Could you restate all of the entries, word for word?

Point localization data
§
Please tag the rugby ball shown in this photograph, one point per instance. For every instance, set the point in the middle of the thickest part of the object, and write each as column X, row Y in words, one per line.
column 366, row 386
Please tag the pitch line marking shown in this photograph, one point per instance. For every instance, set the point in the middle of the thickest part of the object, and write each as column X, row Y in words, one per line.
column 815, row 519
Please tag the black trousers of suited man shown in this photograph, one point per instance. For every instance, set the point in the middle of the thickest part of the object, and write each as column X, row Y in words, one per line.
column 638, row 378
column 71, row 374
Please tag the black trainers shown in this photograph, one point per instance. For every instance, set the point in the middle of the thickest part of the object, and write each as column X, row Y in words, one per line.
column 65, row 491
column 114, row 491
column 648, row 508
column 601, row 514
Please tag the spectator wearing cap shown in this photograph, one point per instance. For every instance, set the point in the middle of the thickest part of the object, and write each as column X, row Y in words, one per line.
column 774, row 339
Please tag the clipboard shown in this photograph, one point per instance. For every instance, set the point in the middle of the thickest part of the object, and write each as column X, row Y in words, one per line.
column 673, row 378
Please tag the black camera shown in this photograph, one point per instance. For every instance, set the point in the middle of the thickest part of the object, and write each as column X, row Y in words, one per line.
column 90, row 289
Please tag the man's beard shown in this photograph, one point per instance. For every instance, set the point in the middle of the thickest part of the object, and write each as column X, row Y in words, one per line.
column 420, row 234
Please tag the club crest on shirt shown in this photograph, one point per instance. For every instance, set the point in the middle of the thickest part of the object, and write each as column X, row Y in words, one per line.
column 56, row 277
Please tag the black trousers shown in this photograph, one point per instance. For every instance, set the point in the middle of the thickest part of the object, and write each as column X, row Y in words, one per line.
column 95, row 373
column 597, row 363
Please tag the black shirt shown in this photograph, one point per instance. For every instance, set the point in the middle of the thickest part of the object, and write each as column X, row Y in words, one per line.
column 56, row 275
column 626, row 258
§
Solution
Please tag the rugby ball shown in this photograph, one point per instance. For every instance, set the point in the middle of the thickest part of the object, and write each as column X, row Y in words, one per line.
column 366, row 386
Please tag the pitch line marking shown in this photograph, one point per instance. For every instance, set the point in the middle of the thickest part of the object, and write each as column X, row Y in words, one per line.
column 815, row 519
Please tag the black trousers of suited man shown in this photograph, one point per instance. For every instance, set the point in the middle of the thickest part of the object, and write each as column X, row Y in words, one per line.
column 638, row 378
column 71, row 374
Please tag the black trainers shown in this photograph, one point per instance. For every instance, set the point in the middle of the thickest part of the object, and write each as column X, row Y in words, one per line.
column 65, row 491
column 114, row 491
column 648, row 508
column 601, row 514
Please tag the spectator wearing cap shown in this photograph, one point per instance. For every instance, set the point in the middle of the thickest part of the object, and write each as column X, row Y in words, one per line.
column 774, row 339
Please tag the clipboard shown in this photograph, one point per instance. For every instance, set the point in the middle of the thickest part of the object, and write each as column X, row Y in words, one per line.
column 673, row 378
Please tag the black camera shown in this photograph, one point per instance. For every instance, set the point in the middle of the thickest part of the object, and write each as column X, row Y in words, one per line.
column 90, row 289
Please tag the man's beard shown in this photograph, one point per instance. For every instance, set the point in the middle of the thickest part of the object, and write each as column X, row Y in words, one per line.
column 420, row 234
Please tag the club crest on shirt shown in this photograph, one point per instance. For every instance, set the point in the middle of the thickest part of the object, and write each as column X, row Y in words, one per line.
column 56, row 277
Please tag the black trousers shown in this photograph, one point per instance. For every instance, set the point in the middle of the thickest part of the object, and write each as column X, row Y in words, one per line.
column 95, row 373
column 597, row 363
Please tag the black shirt shown in this photograph, one point per instance. For every instance, set the point in the middle of the thickest part of the object, and write each as column X, row Y in words, one per line.
column 56, row 275
column 626, row 258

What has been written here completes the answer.